**Work order**: Nothing but a number should be given: how many lines of the records include "water"?

**Exercise materials**:

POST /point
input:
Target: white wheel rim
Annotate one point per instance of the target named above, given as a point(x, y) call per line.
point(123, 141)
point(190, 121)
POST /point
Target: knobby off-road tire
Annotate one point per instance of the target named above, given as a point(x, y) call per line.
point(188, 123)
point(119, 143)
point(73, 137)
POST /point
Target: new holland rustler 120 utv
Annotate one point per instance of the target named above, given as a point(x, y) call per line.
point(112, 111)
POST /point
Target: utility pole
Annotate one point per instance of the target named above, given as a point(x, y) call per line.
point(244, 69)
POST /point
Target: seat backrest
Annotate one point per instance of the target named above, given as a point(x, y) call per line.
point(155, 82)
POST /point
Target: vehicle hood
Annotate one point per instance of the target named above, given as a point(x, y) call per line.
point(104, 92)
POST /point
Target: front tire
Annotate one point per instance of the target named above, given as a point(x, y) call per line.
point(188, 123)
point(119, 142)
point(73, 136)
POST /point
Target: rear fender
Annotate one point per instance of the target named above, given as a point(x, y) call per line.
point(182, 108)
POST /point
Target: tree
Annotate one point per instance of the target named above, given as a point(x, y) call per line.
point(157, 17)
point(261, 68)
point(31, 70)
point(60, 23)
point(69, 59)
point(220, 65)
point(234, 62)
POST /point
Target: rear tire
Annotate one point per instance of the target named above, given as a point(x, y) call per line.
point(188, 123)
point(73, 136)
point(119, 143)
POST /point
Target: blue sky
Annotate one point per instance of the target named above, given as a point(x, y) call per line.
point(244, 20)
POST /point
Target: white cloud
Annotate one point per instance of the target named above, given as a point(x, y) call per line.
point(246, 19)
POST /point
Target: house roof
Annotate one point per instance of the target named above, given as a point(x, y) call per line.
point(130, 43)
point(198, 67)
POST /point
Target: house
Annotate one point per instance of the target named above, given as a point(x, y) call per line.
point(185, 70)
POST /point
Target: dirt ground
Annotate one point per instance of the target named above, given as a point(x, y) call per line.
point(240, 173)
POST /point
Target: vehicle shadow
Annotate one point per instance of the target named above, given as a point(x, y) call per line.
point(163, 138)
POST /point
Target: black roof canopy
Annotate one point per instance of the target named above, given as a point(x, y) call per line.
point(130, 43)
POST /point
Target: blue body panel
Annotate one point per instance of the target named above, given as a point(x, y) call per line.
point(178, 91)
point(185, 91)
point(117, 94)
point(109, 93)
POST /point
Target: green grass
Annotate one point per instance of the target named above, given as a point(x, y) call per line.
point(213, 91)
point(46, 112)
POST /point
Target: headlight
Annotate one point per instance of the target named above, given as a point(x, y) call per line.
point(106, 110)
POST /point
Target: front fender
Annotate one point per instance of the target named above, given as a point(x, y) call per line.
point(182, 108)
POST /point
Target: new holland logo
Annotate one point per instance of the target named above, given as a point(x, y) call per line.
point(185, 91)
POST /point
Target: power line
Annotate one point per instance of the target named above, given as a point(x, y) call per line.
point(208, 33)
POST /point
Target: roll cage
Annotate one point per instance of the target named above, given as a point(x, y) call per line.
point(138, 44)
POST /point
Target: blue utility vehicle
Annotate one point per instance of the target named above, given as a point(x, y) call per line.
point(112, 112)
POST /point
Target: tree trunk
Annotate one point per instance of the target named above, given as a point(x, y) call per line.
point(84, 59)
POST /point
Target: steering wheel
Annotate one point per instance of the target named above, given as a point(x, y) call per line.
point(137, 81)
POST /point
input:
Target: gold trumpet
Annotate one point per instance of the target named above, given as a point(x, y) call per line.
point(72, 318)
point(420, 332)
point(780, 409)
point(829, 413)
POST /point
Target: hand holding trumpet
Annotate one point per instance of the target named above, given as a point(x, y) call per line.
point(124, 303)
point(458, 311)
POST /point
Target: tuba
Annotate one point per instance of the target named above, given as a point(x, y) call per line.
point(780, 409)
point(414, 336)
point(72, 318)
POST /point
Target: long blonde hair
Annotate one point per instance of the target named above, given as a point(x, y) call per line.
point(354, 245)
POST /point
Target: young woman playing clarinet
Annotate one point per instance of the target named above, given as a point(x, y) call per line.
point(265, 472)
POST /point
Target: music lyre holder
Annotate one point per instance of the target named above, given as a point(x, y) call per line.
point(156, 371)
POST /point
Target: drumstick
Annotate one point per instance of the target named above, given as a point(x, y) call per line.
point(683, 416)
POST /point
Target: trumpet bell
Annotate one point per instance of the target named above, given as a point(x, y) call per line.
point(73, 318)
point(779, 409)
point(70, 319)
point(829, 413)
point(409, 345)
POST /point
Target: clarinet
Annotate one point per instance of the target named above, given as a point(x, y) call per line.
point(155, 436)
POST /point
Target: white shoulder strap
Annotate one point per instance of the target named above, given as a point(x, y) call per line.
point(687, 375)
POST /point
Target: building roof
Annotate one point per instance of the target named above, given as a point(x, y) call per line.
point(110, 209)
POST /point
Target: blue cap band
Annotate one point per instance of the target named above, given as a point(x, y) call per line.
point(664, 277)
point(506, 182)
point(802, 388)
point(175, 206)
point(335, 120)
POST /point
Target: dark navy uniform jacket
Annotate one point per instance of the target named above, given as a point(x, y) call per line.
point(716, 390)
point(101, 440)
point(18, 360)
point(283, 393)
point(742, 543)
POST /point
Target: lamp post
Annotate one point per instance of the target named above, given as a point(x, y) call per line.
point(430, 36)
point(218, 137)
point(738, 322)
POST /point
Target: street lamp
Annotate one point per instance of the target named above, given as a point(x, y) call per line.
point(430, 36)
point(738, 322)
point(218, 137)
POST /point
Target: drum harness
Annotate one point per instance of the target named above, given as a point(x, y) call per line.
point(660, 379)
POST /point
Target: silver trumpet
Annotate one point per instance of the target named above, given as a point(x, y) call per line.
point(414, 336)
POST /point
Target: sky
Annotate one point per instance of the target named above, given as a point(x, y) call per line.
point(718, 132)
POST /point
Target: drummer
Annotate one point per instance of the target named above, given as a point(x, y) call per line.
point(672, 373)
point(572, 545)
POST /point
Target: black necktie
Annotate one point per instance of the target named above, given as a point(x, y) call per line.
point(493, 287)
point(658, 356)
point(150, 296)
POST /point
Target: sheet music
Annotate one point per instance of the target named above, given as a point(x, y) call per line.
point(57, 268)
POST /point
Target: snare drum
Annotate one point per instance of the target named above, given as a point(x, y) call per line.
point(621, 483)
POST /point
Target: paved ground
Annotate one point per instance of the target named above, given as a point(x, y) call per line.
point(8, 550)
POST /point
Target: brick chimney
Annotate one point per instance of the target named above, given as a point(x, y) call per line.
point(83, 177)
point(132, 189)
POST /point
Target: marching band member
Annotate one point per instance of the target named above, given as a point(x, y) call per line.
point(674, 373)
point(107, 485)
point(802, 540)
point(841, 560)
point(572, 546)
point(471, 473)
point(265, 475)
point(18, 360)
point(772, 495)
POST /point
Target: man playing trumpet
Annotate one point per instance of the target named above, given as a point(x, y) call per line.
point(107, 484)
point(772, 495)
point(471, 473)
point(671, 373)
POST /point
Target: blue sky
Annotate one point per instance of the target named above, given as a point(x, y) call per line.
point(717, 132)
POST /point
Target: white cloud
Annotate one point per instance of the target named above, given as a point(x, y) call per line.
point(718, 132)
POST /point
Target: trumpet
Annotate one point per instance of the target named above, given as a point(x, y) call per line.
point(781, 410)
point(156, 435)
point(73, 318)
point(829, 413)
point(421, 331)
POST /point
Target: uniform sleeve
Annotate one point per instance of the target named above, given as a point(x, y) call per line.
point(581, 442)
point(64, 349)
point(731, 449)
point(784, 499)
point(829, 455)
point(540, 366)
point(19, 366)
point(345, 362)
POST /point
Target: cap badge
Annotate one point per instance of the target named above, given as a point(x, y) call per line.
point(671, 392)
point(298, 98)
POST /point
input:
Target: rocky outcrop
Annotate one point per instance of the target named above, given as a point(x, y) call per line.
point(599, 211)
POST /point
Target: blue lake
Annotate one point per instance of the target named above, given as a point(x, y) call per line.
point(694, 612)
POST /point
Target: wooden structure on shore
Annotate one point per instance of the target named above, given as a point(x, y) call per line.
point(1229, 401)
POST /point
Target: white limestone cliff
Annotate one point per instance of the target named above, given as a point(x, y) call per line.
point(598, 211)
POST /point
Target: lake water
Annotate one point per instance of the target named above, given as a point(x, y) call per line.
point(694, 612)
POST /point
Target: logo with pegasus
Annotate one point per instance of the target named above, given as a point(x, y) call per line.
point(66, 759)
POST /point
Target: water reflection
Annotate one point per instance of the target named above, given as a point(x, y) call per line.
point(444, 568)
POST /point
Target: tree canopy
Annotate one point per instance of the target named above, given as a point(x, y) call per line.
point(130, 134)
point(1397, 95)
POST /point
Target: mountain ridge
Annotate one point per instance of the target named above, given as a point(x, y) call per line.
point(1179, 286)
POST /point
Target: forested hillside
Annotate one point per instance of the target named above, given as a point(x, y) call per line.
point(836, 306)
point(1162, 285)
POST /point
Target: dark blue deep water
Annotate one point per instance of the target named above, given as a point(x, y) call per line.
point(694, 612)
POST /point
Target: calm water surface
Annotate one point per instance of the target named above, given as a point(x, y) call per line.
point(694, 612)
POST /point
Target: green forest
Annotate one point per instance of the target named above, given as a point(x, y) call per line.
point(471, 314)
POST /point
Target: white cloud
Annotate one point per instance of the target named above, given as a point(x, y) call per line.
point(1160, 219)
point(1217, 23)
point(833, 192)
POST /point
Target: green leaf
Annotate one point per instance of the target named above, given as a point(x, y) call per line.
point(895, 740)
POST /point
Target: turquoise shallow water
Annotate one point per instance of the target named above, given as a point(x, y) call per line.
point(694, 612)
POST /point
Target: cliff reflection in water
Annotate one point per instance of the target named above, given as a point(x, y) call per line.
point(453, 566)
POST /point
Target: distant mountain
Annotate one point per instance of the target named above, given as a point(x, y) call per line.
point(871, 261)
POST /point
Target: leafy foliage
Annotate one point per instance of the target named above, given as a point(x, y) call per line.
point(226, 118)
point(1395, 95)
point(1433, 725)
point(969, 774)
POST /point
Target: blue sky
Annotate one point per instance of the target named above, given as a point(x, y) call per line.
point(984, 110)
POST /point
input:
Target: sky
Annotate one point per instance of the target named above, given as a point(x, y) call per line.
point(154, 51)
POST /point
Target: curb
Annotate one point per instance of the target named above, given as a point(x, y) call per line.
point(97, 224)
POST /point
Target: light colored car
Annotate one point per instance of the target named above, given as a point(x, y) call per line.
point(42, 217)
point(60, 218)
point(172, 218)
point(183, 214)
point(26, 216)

**Output of the task**: 6